### Given exercise a
In the text on the SRA design project below, list every hyphenated word in the order it appears.

### Text to read
Authors:
SRA is a typical software development company at which most of the people focus on producing contract-based software and where usability and interaction design are a secondary matter. The design project reported here, therefore, has been a unique project in our institute where we could apply an interaction design-centered software development approach in collaboration with a research institute (Nara Institute of Science and Technology) within the context of two government-funded research projects over the last three years. The first research project was to study computer-supported creativity. Instead of trying to identify what functionality is necessary to support creativity, we argued that software that does not "bother or disturb" a user's thinking process would help the user become creative. And we started the design project, which focused on interaction design for a few interactive systems. The second research project was to construct an environment that supports empirical studies. We continued our design project and applied our interaction-design-centered approach again in this research project, resulting in an interactive system that supports exploratory data analysis tasks.

### Given exercise b
Update the entries starting at the line that has "point: truck wheel" and stopping after the line that has "column 321, row 204". Change "marker" to "pin" and leave everything else as it is.

### Recorded information
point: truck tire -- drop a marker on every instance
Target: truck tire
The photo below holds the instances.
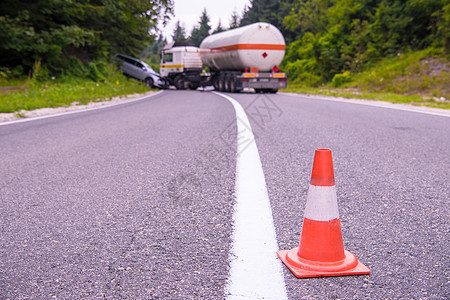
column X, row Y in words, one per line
column 232, row 83
column 221, row 83
column 193, row 86
column 179, row 82
column 149, row 82
column 226, row 83
column 216, row 83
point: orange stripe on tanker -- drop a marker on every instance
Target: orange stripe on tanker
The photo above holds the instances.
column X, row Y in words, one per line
column 249, row 47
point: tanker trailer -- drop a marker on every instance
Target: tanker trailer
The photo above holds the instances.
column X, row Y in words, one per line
column 245, row 57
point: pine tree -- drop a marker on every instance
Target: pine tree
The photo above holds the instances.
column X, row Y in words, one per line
column 219, row 27
column 202, row 30
column 179, row 33
column 234, row 22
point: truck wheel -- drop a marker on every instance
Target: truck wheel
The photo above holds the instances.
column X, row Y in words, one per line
column 232, row 84
column 220, row 84
column 179, row 83
column 216, row 83
column 193, row 86
column 149, row 82
column 226, row 83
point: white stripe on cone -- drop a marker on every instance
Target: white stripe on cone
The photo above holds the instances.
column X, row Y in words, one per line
column 321, row 204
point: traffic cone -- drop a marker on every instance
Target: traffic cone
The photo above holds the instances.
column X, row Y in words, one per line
column 321, row 249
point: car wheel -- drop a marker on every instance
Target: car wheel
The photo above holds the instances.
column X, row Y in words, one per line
column 149, row 82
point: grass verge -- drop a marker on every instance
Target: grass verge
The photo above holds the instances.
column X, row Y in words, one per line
column 27, row 94
column 419, row 78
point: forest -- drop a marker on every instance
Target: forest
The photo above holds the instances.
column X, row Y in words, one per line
column 326, row 39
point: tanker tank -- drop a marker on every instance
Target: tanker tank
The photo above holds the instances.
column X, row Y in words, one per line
column 259, row 45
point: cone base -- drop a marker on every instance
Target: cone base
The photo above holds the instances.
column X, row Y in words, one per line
column 303, row 268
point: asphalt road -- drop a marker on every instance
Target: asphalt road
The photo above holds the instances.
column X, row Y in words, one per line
column 136, row 201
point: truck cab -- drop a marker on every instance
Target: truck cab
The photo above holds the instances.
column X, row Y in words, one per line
column 181, row 65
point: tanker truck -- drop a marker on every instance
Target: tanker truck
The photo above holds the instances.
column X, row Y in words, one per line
column 245, row 57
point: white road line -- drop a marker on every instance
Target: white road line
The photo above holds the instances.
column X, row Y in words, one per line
column 396, row 106
column 256, row 272
column 77, row 111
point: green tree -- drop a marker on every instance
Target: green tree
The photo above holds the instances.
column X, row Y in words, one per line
column 202, row 30
column 61, row 34
column 234, row 22
column 219, row 28
column 179, row 33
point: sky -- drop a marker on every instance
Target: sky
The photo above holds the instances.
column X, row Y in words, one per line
column 189, row 12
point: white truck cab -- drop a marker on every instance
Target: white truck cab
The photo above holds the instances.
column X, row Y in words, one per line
column 181, row 65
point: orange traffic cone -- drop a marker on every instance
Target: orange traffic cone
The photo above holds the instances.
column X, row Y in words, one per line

### Correct result a
contract-based
design-centered
government-funded
computer-supported
interaction-design-centered

### Correct result b
point: truck wheel -- drop a pin on every instance
Target: truck wheel
The photo above holds the instances.
column X, row Y in words, one per line
column 232, row 84
column 220, row 84
column 179, row 83
column 216, row 83
column 193, row 86
column 149, row 82
column 226, row 83
point: white stripe on cone -- drop a pin on every instance
Target: white stripe on cone
The photo above holds the instances.
column X, row Y in words, one per line
column 321, row 204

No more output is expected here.